[EXERCISE TEXT]

Queensland has confirmed 16 more local virus infections, bringing the state’s the total number of active infections to 100.
Wednesday’s infections are all linked to the Indooroopilly Delta cluster, which has now grown to 63 cases.
But the state is dealing with two distinct outbreaks, with another case confirmed in Queensland. It was first reported on Tuesday afternoon, and is a Delta infection in a fully vaccinated reef pilot in Cairns.
It has not been linked to the expanding cluster in the state’s south-east. The pilot is thought to have caught the infection from someone on a ship off the Queensland coast.
Deputy Premier Steven Miles said the COVID cluster in the south-east, which led to the lockdown in 11 local government areas, already had more cases than any of of Queensland’s earlier outbreaks.
“This has become our biggest outbreak since the first wave last year,” Mr Miles said.
Of the latest cases in the south-east, four are linked to the Ironside State School, two to Indooroopilly State High School, one to Brisbane Boys Grammar and nine are close contacts or family members.
The cases were picked up from 51,479 tests in the 24 hours to Tuesday morning.
Despite the rapid growth of the outbreak, chief health officer Dr Jeanette Young said the surge in test numbers was a good sign that the lockdown would still end on Sunday as planned.
Testing has also been boosted in Cairns to detect any further transmission beyond the reef pilot.
Dr Young said there were 100 active cases in the Sunshine State, including those acquired overseas and in hotel quarantine.
“That’s the most we have had in Queensland since last year’s initial outbreaks,” she said.
Almost 10,000 people are in home or hotel quarantine across the state, with up to 14 of Wednesday’s cases thought to have been in the community for at least part of their infectious period.
“The good news, though, is of those 16 new cases related to the Indooroopilly Delta outbreak, two were in quarantine for their entire infectious period,” Dr Young said.

[/EXERCISE TEXT]

• _EXERCISE INSTRUCTIONS_: Can you write out the Queensland outbreak report again, starting at "Of the latest" and ending at "or family members.", and substitute "Toowong State School" for "Ironside State School"? You won't need the listing that comes next.

[PROVIDED DATA]

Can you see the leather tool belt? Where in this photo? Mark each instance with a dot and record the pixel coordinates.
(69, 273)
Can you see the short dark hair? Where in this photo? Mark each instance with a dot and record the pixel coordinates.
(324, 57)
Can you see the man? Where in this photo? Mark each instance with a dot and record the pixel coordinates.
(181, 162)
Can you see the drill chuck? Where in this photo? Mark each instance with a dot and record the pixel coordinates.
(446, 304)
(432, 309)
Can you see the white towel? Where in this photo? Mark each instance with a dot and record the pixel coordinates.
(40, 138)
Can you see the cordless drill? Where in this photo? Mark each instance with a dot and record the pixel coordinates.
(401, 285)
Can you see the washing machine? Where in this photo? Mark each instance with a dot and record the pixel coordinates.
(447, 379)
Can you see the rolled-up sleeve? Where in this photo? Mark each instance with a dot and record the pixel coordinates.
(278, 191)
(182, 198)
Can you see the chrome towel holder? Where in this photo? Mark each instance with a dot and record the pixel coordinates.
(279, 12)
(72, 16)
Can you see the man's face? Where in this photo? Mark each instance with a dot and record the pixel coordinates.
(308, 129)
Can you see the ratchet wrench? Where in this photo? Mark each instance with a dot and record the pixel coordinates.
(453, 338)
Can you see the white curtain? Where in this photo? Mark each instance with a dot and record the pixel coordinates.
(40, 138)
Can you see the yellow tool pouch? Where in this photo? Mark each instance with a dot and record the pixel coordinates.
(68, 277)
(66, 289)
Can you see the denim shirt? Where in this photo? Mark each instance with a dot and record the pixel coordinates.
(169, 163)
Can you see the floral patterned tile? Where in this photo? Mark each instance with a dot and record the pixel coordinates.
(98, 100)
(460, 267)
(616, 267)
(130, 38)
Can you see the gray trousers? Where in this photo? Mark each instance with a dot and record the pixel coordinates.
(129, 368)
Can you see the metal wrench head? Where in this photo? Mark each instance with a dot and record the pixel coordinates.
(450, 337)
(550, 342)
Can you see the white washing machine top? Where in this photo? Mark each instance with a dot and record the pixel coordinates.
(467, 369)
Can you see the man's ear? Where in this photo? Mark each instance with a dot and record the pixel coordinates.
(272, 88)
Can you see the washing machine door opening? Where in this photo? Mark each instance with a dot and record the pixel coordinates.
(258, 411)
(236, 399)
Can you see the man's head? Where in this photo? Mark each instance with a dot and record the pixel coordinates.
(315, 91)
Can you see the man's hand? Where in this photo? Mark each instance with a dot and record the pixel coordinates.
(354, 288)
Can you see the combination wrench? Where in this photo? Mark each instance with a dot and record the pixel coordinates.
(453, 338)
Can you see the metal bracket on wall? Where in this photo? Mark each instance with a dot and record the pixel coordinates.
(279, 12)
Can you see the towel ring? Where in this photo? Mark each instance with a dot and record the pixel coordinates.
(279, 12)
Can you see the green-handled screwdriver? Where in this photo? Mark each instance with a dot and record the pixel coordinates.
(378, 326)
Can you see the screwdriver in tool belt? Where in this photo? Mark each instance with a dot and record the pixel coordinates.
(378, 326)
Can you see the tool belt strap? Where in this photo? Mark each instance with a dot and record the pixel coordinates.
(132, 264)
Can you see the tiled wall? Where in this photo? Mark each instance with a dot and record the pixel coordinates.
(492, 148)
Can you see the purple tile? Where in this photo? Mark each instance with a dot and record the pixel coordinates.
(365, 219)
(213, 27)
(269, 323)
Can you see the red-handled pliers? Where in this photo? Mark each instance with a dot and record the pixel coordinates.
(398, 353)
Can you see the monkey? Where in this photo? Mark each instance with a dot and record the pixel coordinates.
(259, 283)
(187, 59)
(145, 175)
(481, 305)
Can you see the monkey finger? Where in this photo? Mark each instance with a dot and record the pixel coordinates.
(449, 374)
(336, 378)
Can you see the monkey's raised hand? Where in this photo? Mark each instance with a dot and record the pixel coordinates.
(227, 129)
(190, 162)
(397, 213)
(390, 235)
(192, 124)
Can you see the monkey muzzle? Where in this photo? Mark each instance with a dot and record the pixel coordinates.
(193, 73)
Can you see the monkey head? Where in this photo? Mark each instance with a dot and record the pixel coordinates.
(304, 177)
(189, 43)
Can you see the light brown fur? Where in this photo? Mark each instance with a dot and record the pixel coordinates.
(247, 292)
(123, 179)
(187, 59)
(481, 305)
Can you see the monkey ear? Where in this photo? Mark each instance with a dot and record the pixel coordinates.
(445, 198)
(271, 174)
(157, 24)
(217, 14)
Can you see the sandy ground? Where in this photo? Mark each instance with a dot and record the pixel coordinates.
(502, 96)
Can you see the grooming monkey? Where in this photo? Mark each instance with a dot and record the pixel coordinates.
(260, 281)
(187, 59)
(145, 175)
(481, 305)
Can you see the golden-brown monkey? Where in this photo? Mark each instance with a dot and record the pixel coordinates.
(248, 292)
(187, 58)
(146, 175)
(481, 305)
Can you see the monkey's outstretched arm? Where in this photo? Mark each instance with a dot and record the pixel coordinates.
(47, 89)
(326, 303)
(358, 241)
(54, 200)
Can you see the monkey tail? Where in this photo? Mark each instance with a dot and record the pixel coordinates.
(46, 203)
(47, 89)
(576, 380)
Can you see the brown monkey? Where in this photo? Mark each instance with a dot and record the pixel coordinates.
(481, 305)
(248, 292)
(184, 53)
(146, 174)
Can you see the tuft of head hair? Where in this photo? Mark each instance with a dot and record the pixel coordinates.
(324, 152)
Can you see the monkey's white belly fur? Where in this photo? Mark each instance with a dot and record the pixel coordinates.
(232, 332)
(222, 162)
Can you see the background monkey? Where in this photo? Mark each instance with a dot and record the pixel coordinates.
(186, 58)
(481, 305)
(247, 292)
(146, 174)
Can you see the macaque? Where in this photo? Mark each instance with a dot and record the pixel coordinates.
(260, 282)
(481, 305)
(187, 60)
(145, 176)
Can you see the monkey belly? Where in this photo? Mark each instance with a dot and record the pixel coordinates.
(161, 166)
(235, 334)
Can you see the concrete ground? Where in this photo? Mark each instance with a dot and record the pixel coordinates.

[/PROVIDED DATA]

• _TASK OUTPUT_:
Of the latest cases in the south-east, four are linked to the Toowong State School, two to Indooroopilly State High School, one to Brisbane Boys Grammar and nine are close contacts or family members.